What will philology become in the wake of the digital revolution? How can computer vision, handwritten text recognition, natural language processing, deep neural networks and/or other forms of machine learning refine the arsenal of techniques for studying premodern evidence?
This works-in-progress symposium will feature six teams of Princeton scholars who are applying machine learning to manuscripts, rare books, archives, inscriptions, coins and other pre-1600 texts. Presentations will include projects on materials in Syriac, Hebrew, Latin, Greek, Chinese and English. David Smith (Computer Science, Northeastern) will offer remarks.
This event is co-organized by the Center for Digital Humanities and the Manuscript, Rare Book and Archive Studies Initiative, with support from the Center for Statistics and Machine Learning. This symposium is intended as the first of a pair; the second will take place in 2023–24 and solicit proposals from beyond the Princeton community.
Questions? Please email [email protected] and a member of the coordinating committee will get back to you.
Friday, December 9, 2022, 9am-5pm
Center for Digital Humanities (B Floor, Firestone Library; also as Zoom webinar).
George Kiraz (Research Associate, Institute for Advanced Study)
Syriac, like Arabic, is a cursive script. This has hindered the development of usable OCR engines for Syriac. User-friendly portals such as eScriptorium and Transkribus, among others, have now allowed us to remove the “language” and “script” elements from the equation. This talk will explore the process of building HTR and OCR models for the various Syriac scripts and how these models were used to build, within a short period, a corpus (https://simtho.bethmardutho.org) of more than 13 million words. The talk will also explore methods for post HTR/OCR processing to obtain electronic texts.

** Stored rows **
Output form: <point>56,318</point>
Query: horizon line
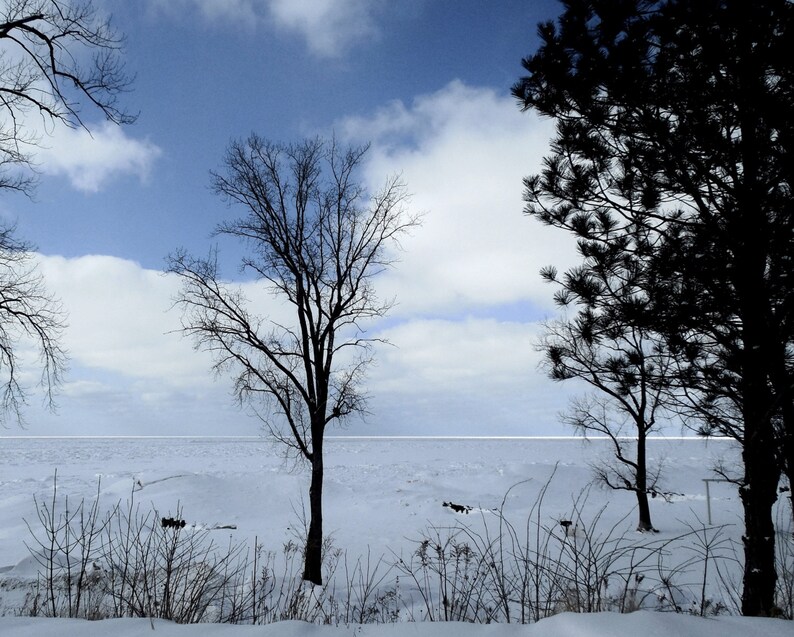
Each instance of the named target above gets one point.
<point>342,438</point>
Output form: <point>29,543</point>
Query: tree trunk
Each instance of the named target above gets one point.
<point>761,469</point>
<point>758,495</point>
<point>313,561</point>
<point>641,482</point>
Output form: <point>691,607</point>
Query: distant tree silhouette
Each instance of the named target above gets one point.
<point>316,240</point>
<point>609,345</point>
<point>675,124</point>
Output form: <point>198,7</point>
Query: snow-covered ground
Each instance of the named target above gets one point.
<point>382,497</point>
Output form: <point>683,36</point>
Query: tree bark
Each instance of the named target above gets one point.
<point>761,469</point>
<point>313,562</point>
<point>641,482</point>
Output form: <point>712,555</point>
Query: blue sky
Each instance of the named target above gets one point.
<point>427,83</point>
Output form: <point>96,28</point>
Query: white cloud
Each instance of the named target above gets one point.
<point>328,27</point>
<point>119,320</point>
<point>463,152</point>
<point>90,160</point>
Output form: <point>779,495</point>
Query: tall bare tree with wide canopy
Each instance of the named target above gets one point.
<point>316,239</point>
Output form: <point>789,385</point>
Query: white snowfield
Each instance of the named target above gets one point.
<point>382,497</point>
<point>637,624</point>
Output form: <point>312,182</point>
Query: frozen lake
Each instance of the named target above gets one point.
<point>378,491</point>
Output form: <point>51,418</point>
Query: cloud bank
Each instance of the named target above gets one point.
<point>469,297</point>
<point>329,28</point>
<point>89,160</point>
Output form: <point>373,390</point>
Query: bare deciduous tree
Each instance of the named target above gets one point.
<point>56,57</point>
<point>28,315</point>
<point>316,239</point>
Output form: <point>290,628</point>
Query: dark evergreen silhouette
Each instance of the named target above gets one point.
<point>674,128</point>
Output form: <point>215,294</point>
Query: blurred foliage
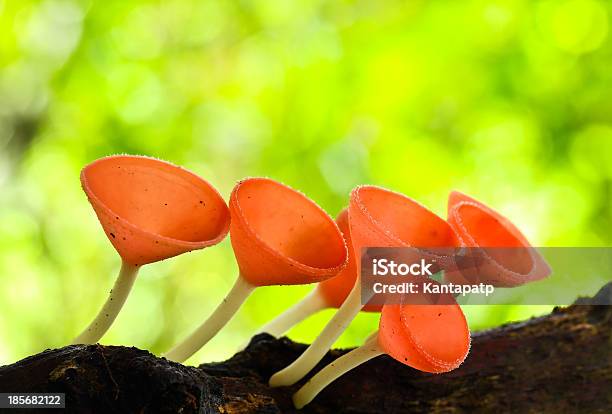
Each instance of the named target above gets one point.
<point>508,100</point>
--
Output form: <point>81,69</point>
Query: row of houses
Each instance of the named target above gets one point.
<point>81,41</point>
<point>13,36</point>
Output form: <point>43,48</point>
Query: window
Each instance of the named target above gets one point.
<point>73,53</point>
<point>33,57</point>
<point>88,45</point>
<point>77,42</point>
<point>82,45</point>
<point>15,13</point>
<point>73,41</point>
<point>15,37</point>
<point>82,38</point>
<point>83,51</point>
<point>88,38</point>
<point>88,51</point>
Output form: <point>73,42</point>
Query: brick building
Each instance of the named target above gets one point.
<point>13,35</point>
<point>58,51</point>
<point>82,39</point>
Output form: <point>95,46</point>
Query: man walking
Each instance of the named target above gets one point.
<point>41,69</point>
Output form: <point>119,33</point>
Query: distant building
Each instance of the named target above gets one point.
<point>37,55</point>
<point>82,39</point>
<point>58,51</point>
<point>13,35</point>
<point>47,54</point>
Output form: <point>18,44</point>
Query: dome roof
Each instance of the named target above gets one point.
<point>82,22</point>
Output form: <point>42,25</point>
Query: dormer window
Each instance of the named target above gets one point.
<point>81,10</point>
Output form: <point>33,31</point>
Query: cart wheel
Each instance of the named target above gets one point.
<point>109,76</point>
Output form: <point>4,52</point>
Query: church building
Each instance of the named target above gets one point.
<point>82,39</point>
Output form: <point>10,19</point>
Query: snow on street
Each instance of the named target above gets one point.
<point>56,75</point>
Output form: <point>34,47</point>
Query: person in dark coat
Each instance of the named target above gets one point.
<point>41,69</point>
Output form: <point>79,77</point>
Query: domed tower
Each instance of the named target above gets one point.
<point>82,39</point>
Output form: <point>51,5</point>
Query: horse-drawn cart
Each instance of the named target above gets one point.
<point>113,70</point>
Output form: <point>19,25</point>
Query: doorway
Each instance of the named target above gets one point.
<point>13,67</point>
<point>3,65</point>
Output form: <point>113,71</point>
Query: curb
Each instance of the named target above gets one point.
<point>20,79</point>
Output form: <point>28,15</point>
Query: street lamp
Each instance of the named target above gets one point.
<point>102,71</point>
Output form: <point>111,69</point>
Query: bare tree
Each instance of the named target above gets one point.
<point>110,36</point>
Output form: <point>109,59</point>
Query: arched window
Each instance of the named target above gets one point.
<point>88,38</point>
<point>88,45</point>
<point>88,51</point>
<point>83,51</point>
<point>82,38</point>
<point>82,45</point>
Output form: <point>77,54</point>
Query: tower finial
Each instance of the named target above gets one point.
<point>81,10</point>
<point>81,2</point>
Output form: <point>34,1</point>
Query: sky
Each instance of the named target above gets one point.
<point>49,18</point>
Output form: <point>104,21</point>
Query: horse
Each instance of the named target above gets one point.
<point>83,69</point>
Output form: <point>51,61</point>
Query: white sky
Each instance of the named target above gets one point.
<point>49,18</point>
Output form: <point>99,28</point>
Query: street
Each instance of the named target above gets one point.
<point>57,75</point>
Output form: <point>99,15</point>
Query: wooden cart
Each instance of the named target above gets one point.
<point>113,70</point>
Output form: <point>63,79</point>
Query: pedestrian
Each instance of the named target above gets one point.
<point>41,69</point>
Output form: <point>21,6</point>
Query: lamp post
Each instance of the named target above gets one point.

** Aim **
Repeat word for word the part of the symposium announcement starting with "This event is" and going on through "for Advanced Study)". The entries have nothing to do with the symposium announcement.

** Finished task **
This event is co-organized by the Center for Digital Humanities and the Manuscript, Rare Book and Archive Studies Initiative, with support from the Center for Statistics and Machine Learning. This symposium is intended as the first of a pair; the second will take place in 2023–24 and solicit proposals from beyond the Princeton community.
Questions? Please email [email protected] and a member of the coordinating committee will get back to you.
Friday, December 9, 2022, 9am-5pm
Center for Digital Humanities (B Floor, Firestone Library; also as Zoom webinar).
George Kiraz (Research Associate, Institute for Advanced Study)